Work to complete:
1 - Can you return, word for word, the part of the passage below on Clearfield residents' comments to the school district, from "Businessmen Ben Timko" up to and including "will its people."?
2 - Could you resume the passage below on Clearfield residents' comments to the school district, picking up right after its last sentence?

Given passage:
##############################

Businessmen Ben Timko said he moved back to Clearfield in 1998 and has been here 12 years. He and his wife have lived in Phoenix and New York City, but as residents here, they pay taxes as though they’re living in West Palm Beach. He said if people here don’t have the money, businesses will leave the community, as will its people.
“Open your paper and read it. There are pages upon pages of back taxes. If they put in an eight-story Graystone Court, people are going to move out of Clearfield Borough and into Lawrence Township. It’s going to look like Coalport or Westover,” Timko said.
Resident Stephanie Dale asked the district to “look outside the box.” She and resident Diane Hugney said the Clearfield community is filled with experienced contractors who they could employ for these projects, and they encouraged the district to utilize students in programs at the Clearfield County Career and Technology Center so that they receive hands-on experience with the proper supervision.
“Girard-Goshen needs fixed, and the students need to be close to home, not bused to Clearfield,” Dale said. Hugney suggested the board conduct its next meeting at Girard-Goshen so that people who attend can actually see the building’s condition rather than hear it spoken about by the board.

##############################

Source material:
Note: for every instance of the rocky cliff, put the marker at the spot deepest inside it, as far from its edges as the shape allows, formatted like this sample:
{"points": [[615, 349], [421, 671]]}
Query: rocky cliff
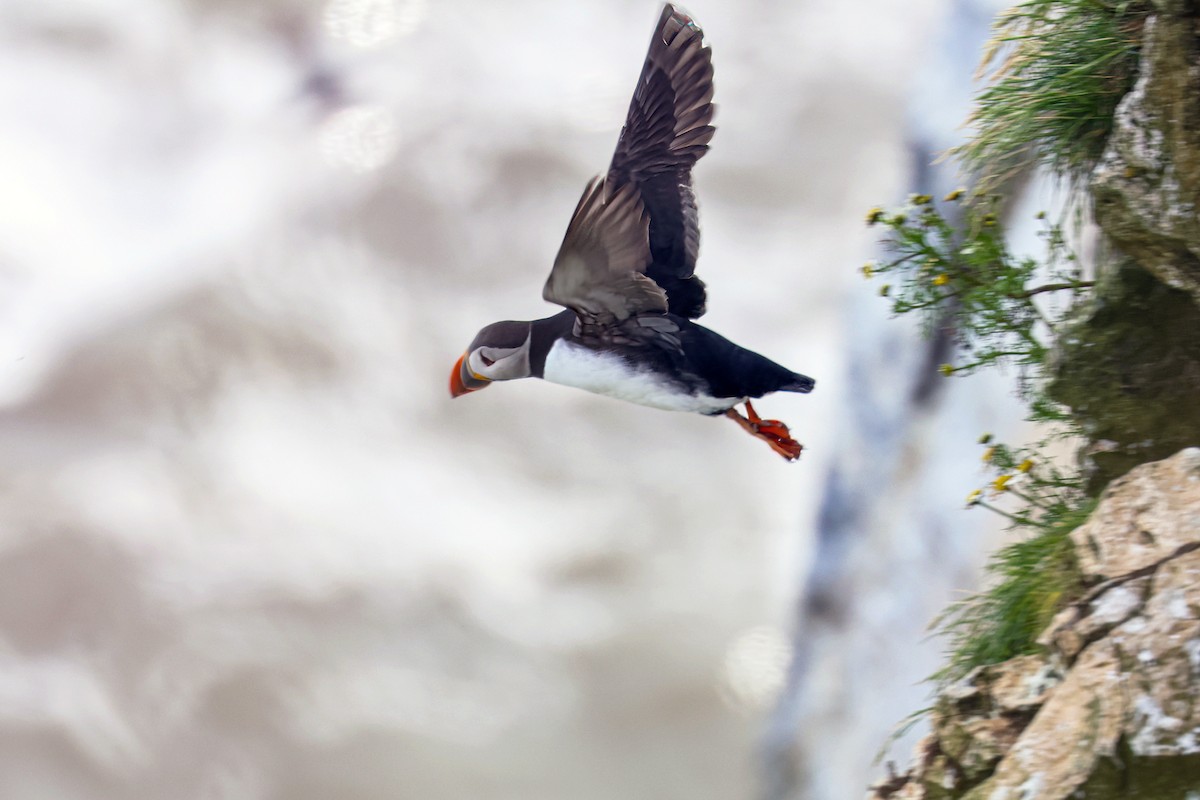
{"points": [[1109, 705], [1110, 708]]}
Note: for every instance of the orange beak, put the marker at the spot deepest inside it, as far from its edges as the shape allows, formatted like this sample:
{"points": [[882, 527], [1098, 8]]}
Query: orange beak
{"points": [[462, 380]]}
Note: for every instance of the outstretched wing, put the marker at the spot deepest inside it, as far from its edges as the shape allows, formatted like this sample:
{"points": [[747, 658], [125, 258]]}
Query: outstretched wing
{"points": [[666, 131], [600, 268]]}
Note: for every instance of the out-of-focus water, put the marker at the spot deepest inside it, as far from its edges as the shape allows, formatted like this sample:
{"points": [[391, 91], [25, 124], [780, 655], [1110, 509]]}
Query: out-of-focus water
{"points": [[249, 547]]}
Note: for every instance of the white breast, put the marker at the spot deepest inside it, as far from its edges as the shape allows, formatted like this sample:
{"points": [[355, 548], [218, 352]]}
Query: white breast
{"points": [[609, 374]]}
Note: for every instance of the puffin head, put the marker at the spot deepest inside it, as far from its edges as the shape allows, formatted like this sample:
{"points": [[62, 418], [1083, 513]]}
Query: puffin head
{"points": [[501, 352]]}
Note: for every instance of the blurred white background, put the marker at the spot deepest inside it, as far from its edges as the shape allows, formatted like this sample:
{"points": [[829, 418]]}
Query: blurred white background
{"points": [[249, 547]]}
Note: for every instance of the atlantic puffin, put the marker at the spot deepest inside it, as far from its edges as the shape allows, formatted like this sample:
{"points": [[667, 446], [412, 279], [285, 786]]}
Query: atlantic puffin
{"points": [[625, 270]]}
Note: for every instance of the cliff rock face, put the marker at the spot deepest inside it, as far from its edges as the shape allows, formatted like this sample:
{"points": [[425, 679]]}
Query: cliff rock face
{"points": [[1147, 188], [1129, 368], [1110, 708]]}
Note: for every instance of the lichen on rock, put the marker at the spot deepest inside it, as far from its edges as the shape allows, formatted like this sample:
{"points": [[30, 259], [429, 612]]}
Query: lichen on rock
{"points": [[1147, 185]]}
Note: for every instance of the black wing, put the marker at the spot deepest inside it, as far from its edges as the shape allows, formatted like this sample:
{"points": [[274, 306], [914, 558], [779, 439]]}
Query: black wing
{"points": [[666, 131]]}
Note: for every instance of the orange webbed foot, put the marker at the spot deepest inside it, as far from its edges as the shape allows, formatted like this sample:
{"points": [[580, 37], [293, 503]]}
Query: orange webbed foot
{"points": [[773, 432]]}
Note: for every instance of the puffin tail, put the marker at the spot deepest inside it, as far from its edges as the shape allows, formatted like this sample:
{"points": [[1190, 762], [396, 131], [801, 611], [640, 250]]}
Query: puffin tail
{"points": [[802, 384]]}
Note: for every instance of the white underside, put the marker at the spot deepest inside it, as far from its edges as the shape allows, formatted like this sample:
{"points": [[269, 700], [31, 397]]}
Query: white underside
{"points": [[609, 374]]}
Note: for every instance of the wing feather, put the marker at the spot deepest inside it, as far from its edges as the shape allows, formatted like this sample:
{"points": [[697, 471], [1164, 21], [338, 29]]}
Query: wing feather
{"points": [[600, 268], [666, 131]]}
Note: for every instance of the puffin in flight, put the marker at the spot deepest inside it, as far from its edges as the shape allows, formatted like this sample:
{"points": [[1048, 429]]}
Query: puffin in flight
{"points": [[625, 271]]}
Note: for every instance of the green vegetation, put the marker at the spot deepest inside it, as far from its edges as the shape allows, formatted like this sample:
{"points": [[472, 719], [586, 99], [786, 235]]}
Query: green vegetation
{"points": [[1033, 577], [1056, 71], [1061, 67], [1006, 310]]}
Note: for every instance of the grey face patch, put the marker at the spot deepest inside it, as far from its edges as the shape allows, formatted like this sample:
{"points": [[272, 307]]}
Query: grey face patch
{"points": [[502, 335], [501, 352]]}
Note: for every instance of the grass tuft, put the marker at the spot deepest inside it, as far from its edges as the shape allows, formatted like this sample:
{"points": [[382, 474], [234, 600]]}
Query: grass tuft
{"points": [[1056, 71]]}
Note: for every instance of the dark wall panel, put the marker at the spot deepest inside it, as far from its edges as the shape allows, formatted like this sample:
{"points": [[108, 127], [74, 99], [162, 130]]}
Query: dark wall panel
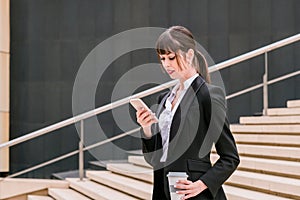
{"points": [[51, 38]]}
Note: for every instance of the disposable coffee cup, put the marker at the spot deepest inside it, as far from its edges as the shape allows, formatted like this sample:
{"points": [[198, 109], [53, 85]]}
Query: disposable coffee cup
{"points": [[173, 177]]}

##############################

Written responses:
1 -
Businessmen Ben Timko said he moved back to Clearfield in 1998 and has been here 12 years. He and his wife have lived in Phoenix and New York City, but as residents here, they pay taxes as though they’re living in West Palm Beach. He said if people here don’t have the money, businesses will leave the community, as will its people.

2 -
After the regular board meeting, Solicitor Aimee Willett said she would prepare a legal opinion for the district, outlining the limitations of in-house work. She said in-house work is limited to $5,000, and students wouldn’t be able to perform construction duties during a renovation project of this magnitude. She said the district must also follow the state’s process for obtaining competitive bids and prevailing wage rates.
Resident Charles Wholaver asked who determined and presented the board with its options. Glass said the district has received feasibility reports from two, different architects. Wholaver suggested the district seek out opinions from local contractors and listen to their findings.
Otto said at Girard-Goshen, the district paid several specialists to diagnose the problems related to its roof. He said they determined the $1.5 million figure for its repair, noting the entire roofing system needed replaced. Wholaver told the board Timko was a “roofing guy” and he’d know more than an architect from Sharon.
Businessman Jim Zalno recalled speaking with a customer who had been working on the new elementary school years ago. He said the gentleman commented that Clearfield must be a wealthy community, because the school’s complicated design added to its cost. “Why can’t we just have one like Leonard Grade? Why can’t we just ask for a rectangular-shaped building?”
Wallace said the public had asked for the board’s opinion, and although she couldn’t speak for the entire board, she was willing to participate in the discussion. As a single-mother of four children, she said she’s never voted to raise taxes and wouldn’t unless she could look each of them in the eye.
“I think we can look deeper for places to cut,” she said. However, safety-wise, she wouldn’t send her children to the district’s outlying school buildings. “They need to be closed, and we need to consolidate . . . sports aren’t a priority, education is, so I’m willing to put sports on the backburner.”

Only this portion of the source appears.